# To be done
Report how many lines in the records below contain the string "wiper", with case counting. Give only the number.
....
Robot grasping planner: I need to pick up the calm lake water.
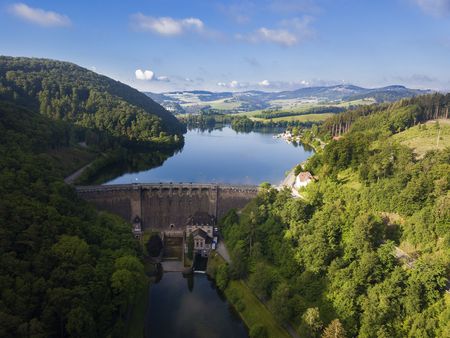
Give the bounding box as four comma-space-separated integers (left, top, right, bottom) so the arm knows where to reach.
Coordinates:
106, 127, 312, 184
145, 272, 248, 338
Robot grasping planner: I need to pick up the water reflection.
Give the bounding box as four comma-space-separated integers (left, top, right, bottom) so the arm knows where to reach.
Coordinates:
107, 127, 312, 184
145, 272, 248, 338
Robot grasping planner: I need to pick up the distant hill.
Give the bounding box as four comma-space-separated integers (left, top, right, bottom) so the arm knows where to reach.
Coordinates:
146, 85, 431, 114
0, 56, 184, 141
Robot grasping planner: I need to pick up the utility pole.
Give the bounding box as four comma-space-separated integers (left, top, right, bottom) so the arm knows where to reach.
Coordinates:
436, 128, 441, 149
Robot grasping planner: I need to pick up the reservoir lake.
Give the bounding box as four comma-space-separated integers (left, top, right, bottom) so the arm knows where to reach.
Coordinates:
106, 127, 313, 185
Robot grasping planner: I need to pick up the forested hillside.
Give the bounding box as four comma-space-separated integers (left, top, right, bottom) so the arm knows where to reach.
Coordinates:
0, 102, 145, 337
216, 95, 450, 338
0, 56, 184, 143
321, 94, 450, 136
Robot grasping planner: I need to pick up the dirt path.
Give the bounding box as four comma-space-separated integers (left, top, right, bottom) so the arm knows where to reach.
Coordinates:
64, 160, 95, 184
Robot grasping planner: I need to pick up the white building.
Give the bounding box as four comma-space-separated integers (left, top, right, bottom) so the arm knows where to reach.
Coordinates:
294, 171, 315, 189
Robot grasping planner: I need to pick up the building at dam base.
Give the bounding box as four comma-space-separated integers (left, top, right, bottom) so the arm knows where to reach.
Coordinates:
76, 183, 259, 233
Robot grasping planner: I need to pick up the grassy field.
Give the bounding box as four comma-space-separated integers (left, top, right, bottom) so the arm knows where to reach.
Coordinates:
208, 253, 290, 338
225, 280, 290, 338
250, 113, 334, 122
392, 119, 450, 156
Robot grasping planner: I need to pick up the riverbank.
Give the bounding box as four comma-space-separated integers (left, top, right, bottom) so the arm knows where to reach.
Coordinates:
208, 253, 291, 338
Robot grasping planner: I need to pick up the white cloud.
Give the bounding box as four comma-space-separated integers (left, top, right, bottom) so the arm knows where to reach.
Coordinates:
269, 0, 319, 14
413, 0, 450, 16
134, 69, 155, 81
217, 80, 249, 89
156, 75, 170, 82
236, 16, 314, 47
9, 3, 71, 27
131, 13, 205, 36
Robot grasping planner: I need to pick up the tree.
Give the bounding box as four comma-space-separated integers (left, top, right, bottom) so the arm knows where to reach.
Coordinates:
322, 319, 346, 338
216, 264, 230, 290
302, 307, 323, 337
249, 262, 274, 298
231, 240, 247, 278
269, 282, 292, 323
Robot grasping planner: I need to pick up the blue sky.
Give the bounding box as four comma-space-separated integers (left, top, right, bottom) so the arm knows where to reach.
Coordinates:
0, 0, 450, 92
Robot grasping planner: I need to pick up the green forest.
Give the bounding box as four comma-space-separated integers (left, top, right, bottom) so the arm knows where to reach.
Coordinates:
214, 95, 450, 338
0, 56, 184, 144
0, 57, 184, 338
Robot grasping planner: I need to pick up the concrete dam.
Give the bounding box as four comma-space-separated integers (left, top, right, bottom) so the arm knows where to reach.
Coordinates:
76, 183, 258, 231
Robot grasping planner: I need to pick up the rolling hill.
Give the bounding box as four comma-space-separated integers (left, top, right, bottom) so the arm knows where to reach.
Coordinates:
145, 85, 431, 114
0, 56, 184, 141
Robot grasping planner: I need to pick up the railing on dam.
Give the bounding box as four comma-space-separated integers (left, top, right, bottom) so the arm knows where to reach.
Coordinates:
75, 183, 259, 193
75, 183, 259, 231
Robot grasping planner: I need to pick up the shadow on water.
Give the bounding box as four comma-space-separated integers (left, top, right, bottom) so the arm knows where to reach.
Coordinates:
144, 272, 248, 338
80, 144, 184, 184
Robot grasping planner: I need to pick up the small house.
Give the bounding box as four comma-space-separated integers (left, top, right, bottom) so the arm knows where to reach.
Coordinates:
185, 212, 216, 257
192, 229, 213, 257
294, 171, 315, 189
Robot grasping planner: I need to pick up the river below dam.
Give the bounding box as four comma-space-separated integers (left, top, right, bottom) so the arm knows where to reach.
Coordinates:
116, 127, 313, 338
145, 272, 248, 338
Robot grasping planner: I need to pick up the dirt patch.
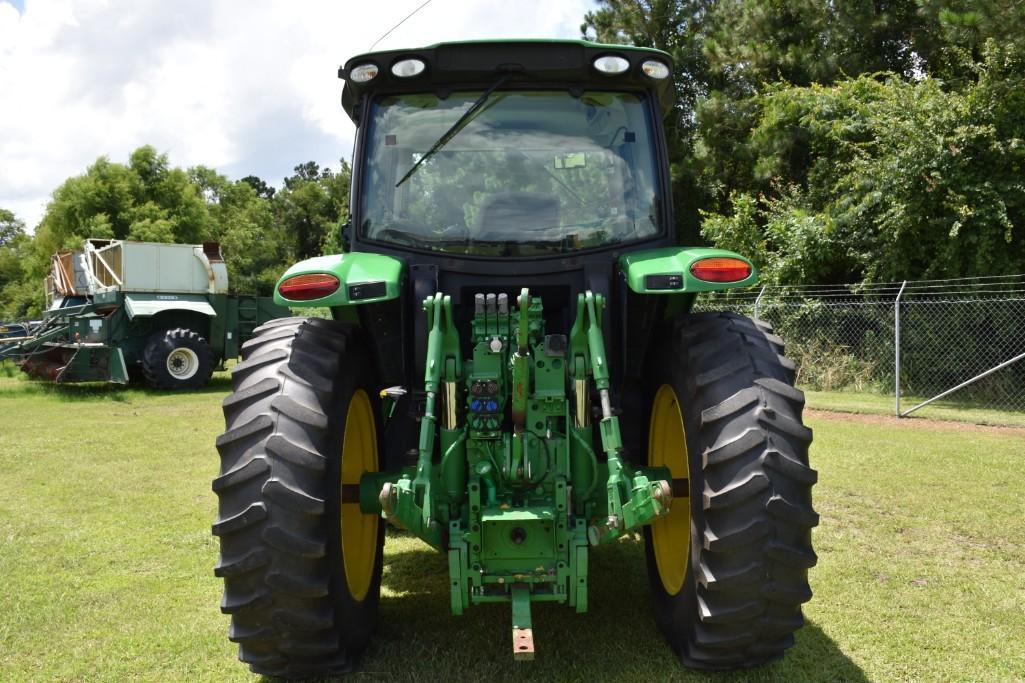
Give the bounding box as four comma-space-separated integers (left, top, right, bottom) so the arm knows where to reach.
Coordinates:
805, 408, 1025, 438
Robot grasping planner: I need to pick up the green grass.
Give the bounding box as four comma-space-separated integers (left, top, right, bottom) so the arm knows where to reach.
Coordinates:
0, 373, 1025, 683
805, 390, 1025, 427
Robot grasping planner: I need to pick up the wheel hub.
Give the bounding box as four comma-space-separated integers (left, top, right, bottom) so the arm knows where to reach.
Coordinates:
167, 347, 199, 379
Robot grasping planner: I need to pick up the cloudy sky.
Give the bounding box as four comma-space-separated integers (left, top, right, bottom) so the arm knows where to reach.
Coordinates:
0, 0, 593, 229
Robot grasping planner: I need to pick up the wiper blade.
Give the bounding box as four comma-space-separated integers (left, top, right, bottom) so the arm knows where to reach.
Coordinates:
395, 74, 513, 188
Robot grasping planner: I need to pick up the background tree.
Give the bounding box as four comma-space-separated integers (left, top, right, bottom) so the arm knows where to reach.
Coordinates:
274, 160, 351, 258
582, 0, 1025, 282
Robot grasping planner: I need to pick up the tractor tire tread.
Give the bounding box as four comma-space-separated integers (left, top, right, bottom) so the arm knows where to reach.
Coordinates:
212, 318, 380, 678
649, 312, 818, 670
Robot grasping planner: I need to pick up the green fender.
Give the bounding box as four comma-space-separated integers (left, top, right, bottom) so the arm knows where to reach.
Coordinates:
274, 251, 406, 308
619, 247, 759, 294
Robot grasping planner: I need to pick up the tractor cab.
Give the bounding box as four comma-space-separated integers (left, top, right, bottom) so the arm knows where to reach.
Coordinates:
341, 43, 671, 258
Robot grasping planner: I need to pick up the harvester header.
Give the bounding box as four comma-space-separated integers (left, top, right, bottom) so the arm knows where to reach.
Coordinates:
0, 239, 288, 389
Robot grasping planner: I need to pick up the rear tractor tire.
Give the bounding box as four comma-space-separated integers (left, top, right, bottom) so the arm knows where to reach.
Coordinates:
142, 327, 213, 390
213, 318, 384, 678
645, 313, 818, 670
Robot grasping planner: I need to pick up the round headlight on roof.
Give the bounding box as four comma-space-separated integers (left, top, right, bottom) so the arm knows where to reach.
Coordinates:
392, 57, 427, 78
349, 63, 378, 83
595, 54, 630, 74
641, 59, 669, 80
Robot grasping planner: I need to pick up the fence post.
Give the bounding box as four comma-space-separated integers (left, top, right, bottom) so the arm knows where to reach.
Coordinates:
894, 280, 907, 417
754, 285, 769, 320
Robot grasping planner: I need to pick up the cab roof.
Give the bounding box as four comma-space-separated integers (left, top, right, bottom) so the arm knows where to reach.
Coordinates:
338, 40, 673, 123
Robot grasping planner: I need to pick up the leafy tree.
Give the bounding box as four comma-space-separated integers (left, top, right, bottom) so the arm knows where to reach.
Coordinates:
36, 146, 211, 252
704, 53, 1025, 283
0, 208, 42, 320
242, 175, 277, 199
274, 161, 351, 258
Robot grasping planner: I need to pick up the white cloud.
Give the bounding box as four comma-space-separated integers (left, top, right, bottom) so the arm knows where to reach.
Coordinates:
0, 0, 592, 227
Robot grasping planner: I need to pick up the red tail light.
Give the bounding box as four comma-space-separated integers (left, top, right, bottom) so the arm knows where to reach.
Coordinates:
278, 273, 338, 302
691, 256, 751, 282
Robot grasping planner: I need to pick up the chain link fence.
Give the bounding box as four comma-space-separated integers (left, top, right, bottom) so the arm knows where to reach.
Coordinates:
698, 275, 1025, 414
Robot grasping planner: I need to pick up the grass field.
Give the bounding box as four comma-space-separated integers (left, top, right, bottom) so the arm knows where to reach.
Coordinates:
0, 373, 1025, 683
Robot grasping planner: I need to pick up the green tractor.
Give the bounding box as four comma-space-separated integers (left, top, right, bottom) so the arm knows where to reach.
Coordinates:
213, 41, 818, 677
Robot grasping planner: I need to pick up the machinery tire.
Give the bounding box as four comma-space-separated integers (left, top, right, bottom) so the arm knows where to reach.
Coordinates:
645, 313, 818, 670
212, 318, 384, 678
142, 327, 213, 390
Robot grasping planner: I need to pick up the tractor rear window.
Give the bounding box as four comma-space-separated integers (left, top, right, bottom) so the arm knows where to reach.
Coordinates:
360, 90, 662, 256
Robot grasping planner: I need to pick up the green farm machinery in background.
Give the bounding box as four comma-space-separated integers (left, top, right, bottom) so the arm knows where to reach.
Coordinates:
0, 239, 289, 390
213, 41, 818, 677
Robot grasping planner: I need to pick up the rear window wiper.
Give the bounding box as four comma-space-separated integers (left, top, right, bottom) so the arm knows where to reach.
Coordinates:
395, 74, 513, 188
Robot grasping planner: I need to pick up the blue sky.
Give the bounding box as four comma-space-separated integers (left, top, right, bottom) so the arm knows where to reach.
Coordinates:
0, 0, 593, 229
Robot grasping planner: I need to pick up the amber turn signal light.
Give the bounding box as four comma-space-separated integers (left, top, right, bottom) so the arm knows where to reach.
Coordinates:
691, 256, 751, 282
278, 273, 338, 302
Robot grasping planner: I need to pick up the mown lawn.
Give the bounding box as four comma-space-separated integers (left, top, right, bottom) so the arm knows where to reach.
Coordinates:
0, 373, 1025, 682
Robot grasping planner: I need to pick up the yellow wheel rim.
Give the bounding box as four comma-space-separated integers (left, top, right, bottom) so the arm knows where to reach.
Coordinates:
648, 385, 691, 595
338, 389, 378, 602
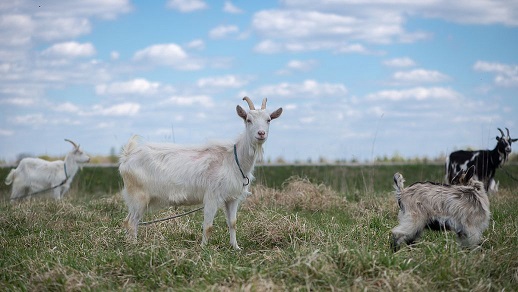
....
# Output for this task
2